Problem to work on. Between the line containing "negative clicks: (211, 529)" and the line containing "box: [0, 848, 106, 880]" lies a run of lines; give that run again exactly, with both of those lines, and nothing else from the entries below.

START Material for this task

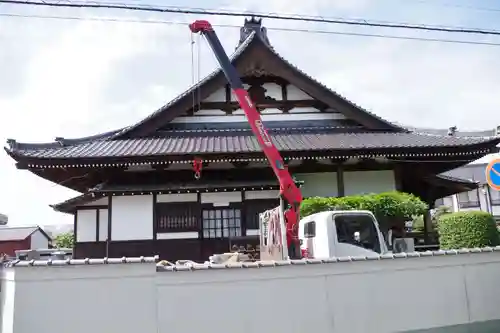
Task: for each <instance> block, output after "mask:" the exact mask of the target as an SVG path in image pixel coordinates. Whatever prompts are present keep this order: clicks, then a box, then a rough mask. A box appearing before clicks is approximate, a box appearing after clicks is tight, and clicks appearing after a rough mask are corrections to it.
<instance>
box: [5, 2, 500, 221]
mask: <svg viewBox="0 0 500 333" xmlns="http://www.w3.org/2000/svg"><path fill="white" fill-rule="evenodd" d="M293 3H294V5H293V6H291V5H290V1H284V0H279V1H264V0H259V1H257V0H256V1H253V2H250V3H248V2H244V1H237V2H231V3H230V6H225V7H226V8H232V9H242V8H248V9H249V10H254V11H259V12H278V13H301V14H303V15H324V16H331V17H342V16H343V17H369V18H372V19H380V20H384V19H385V20H388V19H389V20H393V21H410V20H411V18H412V17H413V18H414V21H419V22H426V21H428V22H429V21H432V22H433V23H439V22H444V24H459V23H460V21H462V20H463V21H470V20H471V19H473V18H471V16H474V15H478V14H477V13H474V12H467V11H460V12H458V11H453V15H452V14H449V15H448V14H446V15H442V13H439V16H438V13H436V9H435V8H432V7H430V8H429V9H428V10H424V8H423V7H418V15H419V16H418V17H415V16H414V14H412V15H409V14H408V13H414V11H413V8H412V7H411V5H408V4H406V5H403V4H401V3H398V4H397V5H396V4H394V3H391V2H389V1H387V5H391V6H390V7H389V6H386V7H384V8H385V10H382V7H377V8H376V10H372V8H371V7H370V6H369V5H371V2H369V1H366V0H356V1H353V0H350V1H343V0H338V1H334V2H333V1H331V0H317V1H300V2H299V1H296V2H295V1H294V2H293ZM190 5H192V6H193V7H199V6H200V5H199V4H198V5H197V4H195V3H194V2H193V1H186V2H183V3H182V6H190ZM202 5H203V6H205V7H207V8H208V7H209V8H215V7H217V6H222V4H218V3H216V2H212V1H211V2H209V3H206V2H203V4H202ZM248 6H251V7H248ZM398 6H399V7H398ZM12 8H14V7H12ZM15 9H16V11H17V12H18V13H25V12H21V10H23V9H18V8H17V7H15ZM389 9H390V10H389ZM398 9H399V10H398ZM402 9H405V10H402ZM26 12H29V13H37V12H42V13H43V14H45V15H50V14H52V15H61V14H64V15H68V14H69V15H71V16H75V15H81V16H82V17H83V18H84V17H86V16H94V17H95V15H96V13H100V12H96V11H71V10H68V11H64V12H61V11H57V13H55V14H54V10H49V9H43V10H41V9H33V8H30V9H29V10H26ZM388 13H390V16H391V17H386V16H387V15H389V14H388ZM107 15H110V16H111V15H112V16H113V17H118V18H120V17H122V18H138V19H145V18H151V19H157V20H169V21H178V22H188V21H191V20H192V19H194V16H179V15H163V14H162V15H158V14H151V15H149V14H144V13H140V14H136V13H130V12H117V11H113V12H108V13H107ZM197 18H202V17H198V16H197ZM475 19H476V20H477V19H478V18H477V17H475ZM6 20H9V21H5V20H4V21H3V22H0V46H1V47H2V49H5V47H6V48H7V49H9V50H10V51H11V53H12V54H14V53H17V55H18V56H19V57H15V56H11V57H10V58H8V59H10V60H9V61H10V62H9V61H3V62H1V63H0V73H2V74H3V73H8V75H9V76H11V80H12V82H19V85H17V84H16V93H12V94H10V95H3V94H0V110H2V112H3V113H2V115H3V116H2V121H1V122H0V139H6V138H8V137H11V138H15V139H18V140H19V141H50V140H52V139H53V138H54V137H55V136H66V137H75V136H76V137H78V136H85V135H92V134H95V133H99V132H103V131H106V130H110V129H115V128H119V127H122V126H125V125H128V124H131V123H133V122H135V121H138V120H140V119H141V118H142V117H144V116H146V115H147V114H149V113H150V112H152V111H153V110H154V109H156V108H157V107H160V106H161V105H162V104H164V103H166V102H167V101H168V100H169V99H171V98H173V97H174V96H175V95H176V94H178V93H180V92H182V91H183V90H184V89H185V88H186V87H187V86H188V85H189V84H190V83H191V81H192V80H191V77H192V68H191V62H190V58H191V48H190V44H189V32H188V30H187V27H185V26H182V25H167V24H140V23H123V22H122V23H110V22H93V21H85V20H79V21H71V22H66V21H58V20H35V19H13V18H12V19H6ZM210 20H211V21H212V23H213V24H214V25H217V24H232V25H239V24H241V22H242V21H243V19H242V18H228V17H210ZM6 22H7V23H6ZM264 23H265V25H266V26H268V27H271V28H272V27H298V28H310V27H314V28H320V29H332V30H335V31H356V32H360V31H367V32H377V33H386V34H387V33H396V32H392V31H387V30H369V31H368V30H361V29H359V28H353V27H342V26H335V25H321V24H316V25H311V24H305V23H299V22H282V21H269V20H267V21H266V20H264ZM492 24H493V23H492ZM217 32H218V34H219V37H220V39H221V40H222V42H223V44H224V46H225V47H226V49H227V50H228V51H232V50H233V49H234V47H235V45H236V42H237V40H238V37H239V31H238V30H237V29H227V28H218V29H217ZM398 33H402V32H398ZM408 33H409V34H411V35H414V36H417V35H422V34H420V33H419V34H417V33H415V32H408ZM269 35H270V39H271V42H272V43H273V45H275V48H276V49H277V51H278V52H279V53H280V54H282V55H284V56H285V57H287V58H288V59H289V60H290V61H291V62H293V63H295V64H296V65H297V66H298V67H300V68H301V69H303V70H305V71H306V72H308V73H309V74H311V75H312V76H315V77H317V78H319V79H320V80H321V81H322V82H324V83H326V84H327V85H329V86H330V87H331V88H334V89H336V90H338V91H339V92H341V93H342V94H344V95H346V97H348V98H349V99H352V100H353V101H355V102H356V103H358V104H360V105H362V106H364V107H366V108H368V109H370V110H372V111H374V112H375V113H377V114H379V115H380V116H383V117H385V118H387V119H388V120H392V121H397V122H402V123H409V124H412V125H415V126H430V127H448V126H450V125H457V126H458V127H459V128H473V129H477V128H492V127H494V126H496V125H497V124H500V113H499V112H498V110H497V109H498V107H499V104H500V100H499V99H498V97H497V96H498V91H500V65H499V64H498V61H497V59H498V58H499V57H500V47H485V46H472V45H453V44H442V43H424V42H412V41H400V40H388V39H375V38H361V37H347V36H336V35H321V34H301V33H288V32H280V31H275V30H272V29H270V30H269ZM426 36H429V34H426ZM440 37H444V38H457V36H452V35H445V36H440ZM491 41H494V40H491ZM496 41H497V42H499V43H500V39H497V40H496ZM20 43H21V44H20ZM21 46H22V47H21ZM200 52H201V58H202V61H201V70H200V73H199V74H200V76H202V75H204V74H206V73H208V72H210V71H211V70H212V69H213V68H215V66H216V62H215V60H214V59H213V55H212V54H211V52H210V51H209V49H208V47H207V46H206V44H203V45H202V46H201V51H200ZM21 55H23V57H21ZM14 60H16V61H17V62H21V63H20V65H19V66H18V65H16V66H12V64H13V62H14ZM23 68H24V70H23ZM195 74H198V73H195ZM14 78H15V79H17V80H14ZM7 79H8V78H7V77H6V76H4V77H3V78H2V80H7ZM0 83H2V84H5V82H0ZM0 166H1V168H2V172H1V173H0V182H1V184H2V185H3V189H4V191H2V193H1V194H0V212H3V213H7V214H9V215H10V220H11V221H12V223H13V224H33V223H39V224H42V225H43V224H49V223H60V222H61V221H65V222H71V217H69V216H65V215H63V214H58V213H54V212H52V211H51V209H50V208H49V207H48V204H50V203H56V202H59V201H62V200H65V199H67V198H69V197H71V196H73V195H75V193H74V192H72V191H70V190H67V189H65V188H64V187H62V186H58V185H56V184H51V183H49V182H47V181H44V180H42V179H40V178H39V177H36V176H34V175H31V174H30V173H28V172H26V171H19V170H16V169H15V167H14V163H13V161H12V160H11V159H10V158H9V157H7V156H6V154H0ZM26 207H29V208H28V209H27V208H26Z"/></svg>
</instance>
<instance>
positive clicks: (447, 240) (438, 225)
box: [437, 211, 500, 250]
mask: <svg viewBox="0 0 500 333" xmlns="http://www.w3.org/2000/svg"><path fill="white" fill-rule="evenodd" d="M437 226H438V233H439V243H440V247H441V249H445V250H446V249H461V248H474V247H485V246H497V245H499V244H500V238H499V235H498V231H497V228H496V224H495V219H494V217H493V215H491V214H489V213H486V212H479V211H474V212H458V213H451V214H446V215H442V216H441V217H440V218H439V221H438V224H437Z"/></svg>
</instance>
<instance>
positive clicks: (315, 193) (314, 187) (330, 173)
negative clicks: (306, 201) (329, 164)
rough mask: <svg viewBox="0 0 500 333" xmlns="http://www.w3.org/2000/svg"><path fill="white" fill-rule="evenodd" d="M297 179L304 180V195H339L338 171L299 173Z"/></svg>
mask: <svg viewBox="0 0 500 333" xmlns="http://www.w3.org/2000/svg"><path fill="white" fill-rule="evenodd" d="M295 177H296V178H297V180H302V181H304V185H303V186H302V188H301V189H302V196H303V197H304V198H308V197H336V196H337V195H338V191H337V189H338V187H337V173H336V172H323V173H298V174H295Z"/></svg>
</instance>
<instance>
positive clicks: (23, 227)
mask: <svg viewBox="0 0 500 333" xmlns="http://www.w3.org/2000/svg"><path fill="white" fill-rule="evenodd" d="M37 230H38V227H36V226H30V227H9V226H5V227H0V242H6V241H20V240H25V239H26V238H28V237H29V236H30V235H31V234H32V233H34V232H35V231H37Z"/></svg>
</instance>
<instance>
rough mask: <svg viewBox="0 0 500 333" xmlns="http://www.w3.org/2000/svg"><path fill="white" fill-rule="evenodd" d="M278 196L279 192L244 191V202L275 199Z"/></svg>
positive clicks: (279, 194)
mask: <svg viewBox="0 0 500 333" xmlns="http://www.w3.org/2000/svg"><path fill="white" fill-rule="evenodd" d="M279 195H280V191H279V190H262V191H245V200H258V199H276V198H279Z"/></svg>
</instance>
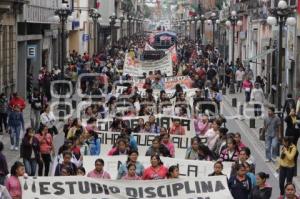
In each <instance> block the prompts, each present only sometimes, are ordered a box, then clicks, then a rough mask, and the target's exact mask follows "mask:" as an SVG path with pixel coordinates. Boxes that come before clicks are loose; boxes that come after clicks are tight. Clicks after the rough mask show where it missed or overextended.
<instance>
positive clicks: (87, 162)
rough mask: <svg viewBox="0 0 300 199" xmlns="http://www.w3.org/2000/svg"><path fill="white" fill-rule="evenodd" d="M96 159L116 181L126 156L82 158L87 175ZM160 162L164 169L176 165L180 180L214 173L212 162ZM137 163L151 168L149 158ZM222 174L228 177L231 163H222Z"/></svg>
mask: <svg viewBox="0 0 300 199" xmlns="http://www.w3.org/2000/svg"><path fill="white" fill-rule="evenodd" d="M98 158H102V159H103V160H104V170H105V171H106V172H108V173H109V174H110V176H111V179H117V176H118V169H119V167H120V166H121V164H123V163H125V162H126V160H127V156H125V155H119V156H100V157H97V156H84V157H83V166H84V168H85V169H86V171H87V173H88V172H90V171H92V170H93V169H94V168H95V161H96V159H98ZM161 160H162V162H163V163H164V165H165V166H166V167H170V166H172V165H178V167H179V172H180V177H182V178H199V177H207V176H208V175H209V174H211V173H213V172H214V162H213V161H202V160H185V159H179V158H167V157H161ZM138 161H139V162H140V163H142V164H143V166H144V168H145V169H146V168H147V167H149V166H151V163H150V156H142V155H140V156H139V157H138ZM223 166H224V168H223V173H224V174H225V175H227V177H228V178H229V177H230V172H231V166H232V162H223Z"/></svg>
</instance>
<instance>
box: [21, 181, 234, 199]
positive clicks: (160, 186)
mask: <svg viewBox="0 0 300 199" xmlns="http://www.w3.org/2000/svg"><path fill="white" fill-rule="evenodd" d="M20 182H21V187H22V198H24V199H50V198H51V199H145V198H166V199H220V198H222V199H232V196H231V193H230V191H229V189H228V185H227V180H226V177H225V176H213V177H203V178H198V179H195V178H190V179H172V180H171V179H170V180H155V181H140V180H137V181H135V180H132V181H130V182H129V181H123V180H103V179H101V180H99V179H93V178H87V177H82V176H68V177H66V176H63V177H35V178H32V177H30V178H28V179H24V178H23V177H22V178H20Z"/></svg>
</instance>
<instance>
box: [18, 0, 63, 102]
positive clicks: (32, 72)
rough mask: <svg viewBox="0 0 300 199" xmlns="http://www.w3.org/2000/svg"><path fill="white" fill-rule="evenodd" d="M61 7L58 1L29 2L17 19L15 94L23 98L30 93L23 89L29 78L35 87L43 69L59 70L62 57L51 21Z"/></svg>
mask: <svg viewBox="0 0 300 199" xmlns="http://www.w3.org/2000/svg"><path fill="white" fill-rule="evenodd" d="M60 6H61V2H59V1H57V0H47V1H45V0H31V1H27V2H26V4H24V5H23V12H21V13H19V14H18V15H17V54H18V59H17V60H18V61H17V66H18V67H17V68H18V70H17V71H18V73H17V74H18V76H17V80H18V81H17V90H18V93H19V94H20V95H21V96H23V97H26V96H27V93H28V92H30V91H29V90H28V89H27V86H26V85H27V79H28V78H30V75H32V76H33V78H34V79H33V84H34V85H35V86H37V84H38V74H39V71H40V69H41V67H42V66H44V67H46V68H48V70H51V69H52V68H54V67H55V66H58V63H59V59H60V57H59V55H60V54H61V53H60V52H59V49H60V48H59V31H58V24H55V23H56V22H55V23H54V22H53V21H51V17H52V16H54V11H55V10H56V9H58V8H59V7H60Z"/></svg>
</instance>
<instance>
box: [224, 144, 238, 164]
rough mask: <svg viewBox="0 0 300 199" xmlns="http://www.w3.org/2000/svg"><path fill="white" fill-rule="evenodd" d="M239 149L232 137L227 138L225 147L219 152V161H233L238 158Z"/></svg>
mask: <svg viewBox="0 0 300 199" xmlns="http://www.w3.org/2000/svg"><path fill="white" fill-rule="evenodd" d="M238 156H239V150H238V147H237V144H236V142H235V140H234V139H232V138H227V148H226V149H224V150H223V151H222V152H221V154H220V160H221V161H230V162H234V161H237V160H238Z"/></svg>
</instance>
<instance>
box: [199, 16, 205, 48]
mask: <svg viewBox="0 0 300 199" xmlns="http://www.w3.org/2000/svg"><path fill="white" fill-rule="evenodd" d="M205 20H206V18H205V16H204V15H201V16H200V21H201V41H202V44H203V40H204V23H205Z"/></svg>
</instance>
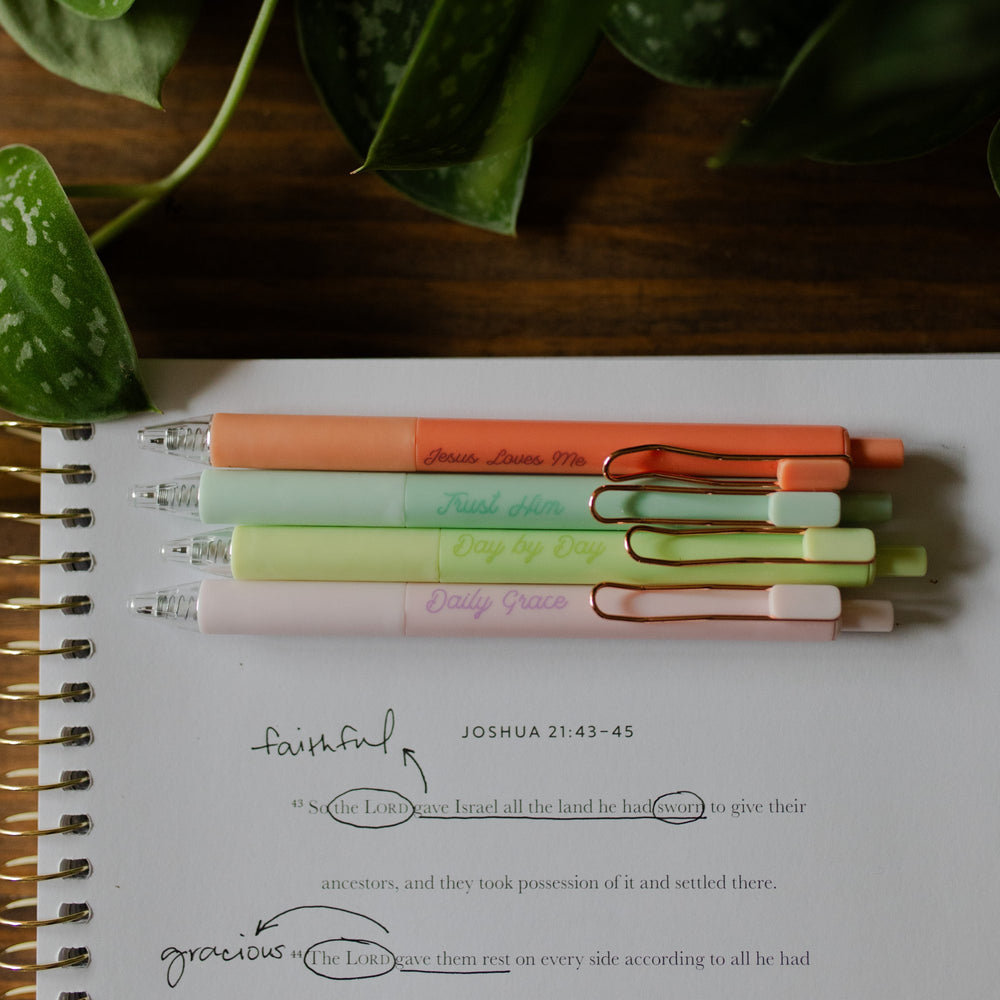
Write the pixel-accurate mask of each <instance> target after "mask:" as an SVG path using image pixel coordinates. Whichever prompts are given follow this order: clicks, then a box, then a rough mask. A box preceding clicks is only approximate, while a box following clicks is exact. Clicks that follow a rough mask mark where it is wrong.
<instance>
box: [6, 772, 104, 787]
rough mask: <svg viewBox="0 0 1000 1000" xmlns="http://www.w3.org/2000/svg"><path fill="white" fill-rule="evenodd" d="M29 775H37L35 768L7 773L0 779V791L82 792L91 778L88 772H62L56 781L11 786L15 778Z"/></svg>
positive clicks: (90, 783)
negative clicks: (46, 782) (72, 791)
mask: <svg viewBox="0 0 1000 1000" xmlns="http://www.w3.org/2000/svg"><path fill="white" fill-rule="evenodd" d="M29 775H35V776H36V777H37V775H38V768H37V767H22V768H18V769H17V770H15V771H8V772H7V773H6V774H5V775H4V776H3V779H0V791H5V792H51V791H55V790H56V789H58V788H72V789H80V790H83V789H85V788H89V787H90V784H91V776H90V772H89V771H63V772H62V774H61V775H60V777H59V780H58V781H50V782H48V783H47V784H37V783H36V784H33V785H23V784H12V783H11V782H12V781H13V779H15V778H26V777H28V776H29Z"/></svg>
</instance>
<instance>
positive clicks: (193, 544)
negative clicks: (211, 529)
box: [160, 531, 233, 576]
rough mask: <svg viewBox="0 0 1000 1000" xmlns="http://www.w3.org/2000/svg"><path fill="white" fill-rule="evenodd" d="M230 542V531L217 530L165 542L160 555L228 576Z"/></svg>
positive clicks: (201, 568)
mask: <svg viewBox="0 0 1000 1000" xmlns="http://www.w3.org/2000/svg"><path fill="white" fill-rule="evenodd" d="M232 543H233V533H232V531H218V532H213V533H211V534H205V535H195V536H194V537H193V538H178V539H176V540H175V541H172V542H167V543H166V544H165V545H164V546H163V547H162V548H161V549H160V555H162V556H163V558H164V559H167V560H168V561H170V562H177V563H183V564H184V565H185V566H194V567H196V568H198V569H204V570H208V571H209V572H216V573H221V574H223V575H224V576H229V574H230V563H231V558H232Z"/></svg>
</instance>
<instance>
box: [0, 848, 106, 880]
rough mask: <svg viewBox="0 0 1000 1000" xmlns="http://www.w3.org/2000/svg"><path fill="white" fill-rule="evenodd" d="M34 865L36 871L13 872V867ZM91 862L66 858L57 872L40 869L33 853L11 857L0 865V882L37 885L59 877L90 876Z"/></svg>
mask: <svg viewBox="0 0 1000 1000" xmlns="http://www.w3.org/2000/svg"><path fill="white" fill-rule="evenodd" d="M29 865H30V866H33V867H34V868H35V870H34V872H31V873H30V874H28V873H26V874H23V875H17V874H12V872H11V869H16V868H22V867H25V866H29ZM89 876H90V862H89V861H88V860H87V859H86V858H80V859H69V858H67V859H64V860H63V863H62V865H60V867H59V871H57V872H40V871H38V855H36V854H31V855H26V856H24V857H20V858H11V859H10V860H9V861H5V862H4V863H3V866H2V867H0V882H10V883H13V884H14V885H36V884H37V883H39V882H51V881H52V880H53V879H57V878H72V879H76V878H80V879H83V878H88V877H89Z"/></svg>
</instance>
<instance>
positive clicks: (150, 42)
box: [0, 0, 201, 108]
mask: <svg viewBox="0 0 1000 1000" xmlns="http://www.w3.org/2000/svg"><path fill="white" fill-rule="evenodd" d="M109 2H110V0H109ZM92 5H94V4H93V3H84V2H83V0H80V3H79V6H80V7H83V6H92ZM200 7H201V0H142V3H140V4H138V5H137V6H135V7H133V8H131V9H130V10H128V11H127V12H126V13H124V14H123V15H122V16H120V17H116V18H115V19H113V20H95V19H93V18H90V17H82V16H81V15H80V14H79V13H76V11H75V10H70V9H69V8H68V7H66V6H63V4H62V3H60V2H59V0H0V26H2V27H3V28H4V29H5V30H6V31H7V33H8V34H9V35H10V36H11V37H12V38H13V39H14V40H15V41H16V42H17V43H18V45H20V46H21V48H22V49H24V51H25V52H27V53H28V55H29V56H31V58H32V59H34V60H35V61H36V62H38V63H40V64H41V65H42V66H44V67H45V68H46V69H47V70H49V71H50V72H52V73H55V74H56V75H57V76H61V77H64V78H65V79H67V80H72V81H73V82H74V83H78V84H80V86H82V87H90V88H91V89H92V90H100V91H102V92H104V93H107V94H120V95H121V96H123V97H130V98H132V99H133V100H136V101H141V102H142V103H143V104H149V105H151V106H152V107H157V108H158V107H160V90H161V88H162V86H163V81H164V79H165V78H166V76H167V74H168V73H169V72H170V70H171V69H172V68H173V65H174V63H176V62H177V60H178V59H179V58H180V55H181V52H182V51H183V50H184V46H185V44H186V43H187V39H188V35H190V33H191V29H192V27H194V22H195V21H196V20H197V17H198V10H199V8H200Z"/></svg>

END Material for this task

Task solution.
negative clicks: (211, 529)
box: [160, 531, 233, 576]
rough mask: <svg viewBox="0 0 1000 1000" xmlns="http://www.w3.org/2000/svg"><path fill="white" fill-rule="evenodd" d="M230 542V531L217 530L165 542L160 555L228 576Z"/></svg>
positive clicks: (201, 568)
mask: <svg viewBox="0 0 1000 1000" xmlns="http://www.w3.org/2000/svg"><path fill="white" fill-rule="evenodd" d="M232 543H233V533H232V531H218V532H213V533H211V534H205V535H195V536H194V537H193V538H178V539H176V540H175V541H172V542H167V543H166V544H165V545H164V546H163V547H162V548H161V549H160V555H162V556H163V558H164V559H167V560H168V561H170V562H177V563H183V564H184V565H185V566H194V567H196V568H198V569H204V570H208V571H209V572H216V573H221V574H223V575H224V576H229V574H230V563H231V558H232Z"/></svg>
</instance>
<instance>
box: [0, 848, 106, 880]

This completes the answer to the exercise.